## [Exercise data]
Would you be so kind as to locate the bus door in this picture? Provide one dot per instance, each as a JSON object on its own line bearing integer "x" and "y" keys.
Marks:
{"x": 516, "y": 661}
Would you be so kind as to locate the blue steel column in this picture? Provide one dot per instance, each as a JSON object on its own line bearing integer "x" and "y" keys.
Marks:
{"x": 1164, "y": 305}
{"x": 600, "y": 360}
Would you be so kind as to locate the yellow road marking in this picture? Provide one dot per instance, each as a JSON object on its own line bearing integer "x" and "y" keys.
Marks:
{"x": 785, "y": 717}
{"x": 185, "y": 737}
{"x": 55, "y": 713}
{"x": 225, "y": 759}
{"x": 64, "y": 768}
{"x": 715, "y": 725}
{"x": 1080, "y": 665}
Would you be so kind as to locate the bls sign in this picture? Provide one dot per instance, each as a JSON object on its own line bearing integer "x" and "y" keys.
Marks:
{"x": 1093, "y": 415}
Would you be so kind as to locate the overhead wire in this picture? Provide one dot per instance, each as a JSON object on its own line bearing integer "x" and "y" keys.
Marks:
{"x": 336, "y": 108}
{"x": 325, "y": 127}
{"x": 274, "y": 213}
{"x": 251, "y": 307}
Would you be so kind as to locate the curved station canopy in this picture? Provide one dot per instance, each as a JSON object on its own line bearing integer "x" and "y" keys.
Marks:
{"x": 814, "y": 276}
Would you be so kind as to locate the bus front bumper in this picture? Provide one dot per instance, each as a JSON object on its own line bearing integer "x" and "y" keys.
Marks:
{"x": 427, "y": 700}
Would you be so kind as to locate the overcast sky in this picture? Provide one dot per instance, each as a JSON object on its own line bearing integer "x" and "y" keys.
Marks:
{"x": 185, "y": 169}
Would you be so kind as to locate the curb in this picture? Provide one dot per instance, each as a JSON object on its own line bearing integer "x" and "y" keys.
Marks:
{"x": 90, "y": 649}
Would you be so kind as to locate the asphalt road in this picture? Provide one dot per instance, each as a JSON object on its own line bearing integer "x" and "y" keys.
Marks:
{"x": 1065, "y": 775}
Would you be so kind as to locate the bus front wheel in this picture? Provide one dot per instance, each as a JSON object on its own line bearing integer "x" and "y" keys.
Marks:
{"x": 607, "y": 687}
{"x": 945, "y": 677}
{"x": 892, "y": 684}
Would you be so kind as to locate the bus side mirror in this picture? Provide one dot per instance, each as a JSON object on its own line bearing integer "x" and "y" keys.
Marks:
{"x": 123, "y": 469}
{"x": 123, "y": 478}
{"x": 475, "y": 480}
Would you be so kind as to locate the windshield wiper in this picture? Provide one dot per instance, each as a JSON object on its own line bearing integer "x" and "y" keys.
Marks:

## [What to do]
Copy out every one of the records above word for word, changing nothing.

## [Full response]
Would you be so kind as to locate the bus door in this picture? Provide one dot per instance, each as a JSON object on its own line bearing integer "x" and "y" keys.
Marks:
{"x": 516, "y": 661}
Would you be so kind as to locate the blue steel column in this picture? Provide one dot per instance, each as a JSON object on its own line bearing integer "x" and "y" keys.
Marks:
{"x": 1164, "y": 305}
{"x": 600, "y": 360}
Would you be so kind as to locate the yellow road marking in this picture? Provide one dot per instance, each as a JSON object on its own line bearing integer "x" and "y" keys.
Marks:
{"x": 785, "y": 717}
{"x": 185, "y": 737}
{"x": 55, "y": 713}
{"x": 225, "y": 759}
{"x": 64, "y": 768}
{"x": 715, "y": 725}
{"x": 1080, "y": 665}
Would you be so kind as to locate the bls sign in this picture? Provide one dot per instance, each as a JSON object on its own line bearing integer "x" and "y" keys.
Marks:
{"x": 1093, "y": 415}
Would you be so kind as to locate the overhead wire in this picture? Provide one dot per instance, each as a JSON object on its own line bearing integer "x" and "y" keys.
Marks:
{"x": 336, "y": 108}
{"x": 325, "y": 127}
{"x": 274, "y": 213}
{"x": 251, "y": 307}
Would you be so kind as to locate the curved station canopy in this picture? Provide one dot per instance, each as a JSON object on its own line bearing integer "x" and "y" keys.
Marks:
{"x": 814, "y": 276}
Would you be so kind as to locate the bus front bumper in this picture? Provide one dot per instance, each as a JSON object on its own line bearing integer "x" and "y" keys.
Marks:
{"x": 427, "y": 700}
Would you be so kind as to locate the overcast sky in this picture? Provide one dot per instance, each as a JSON object on its own line bearing integer "x" and "y" keys.
Marks:
{"x": 185, "y": 169}
Would you be so kind as to locate the curb in this picture? Provide one dot per instance, each as a JSON object on its own line bearing integer "x" and "y" keys.
Marks:
{"x": 90, "y": 649}
Would you be so kind as to locate the asphalt road in this picture? Provide one dot per instance, each as a JSON object on its own line bearing integer "x" and "y" keys.
Marks:
{"x": 1065, "y": 775}
Would you be so kind as to locate the bus front wheel in this picture? Provide one dot per instance, each as a JSON object on its own line bearing integer "x" and "y" keys.
Marks:
{"x": 607, "y": 687}
{"x": 945, "y": 677}
{"x": 892, "y": 684}
Would you be so kind as to locate the bus side mirror in this picture? Provide one dot per instance, each as a JSON object on its own line bearing integer "x" and "y" keys.
Marks:
{"x": 123, "y": 469}
{"x": 123, "y": 478}
{"x": 475, "y": 480}
Would you be so kind as to locate the windshield wiper in this picture? Provide one dot per instance, each as a JSON object on its own line bearing integer "x" and "y" keys.
Marks:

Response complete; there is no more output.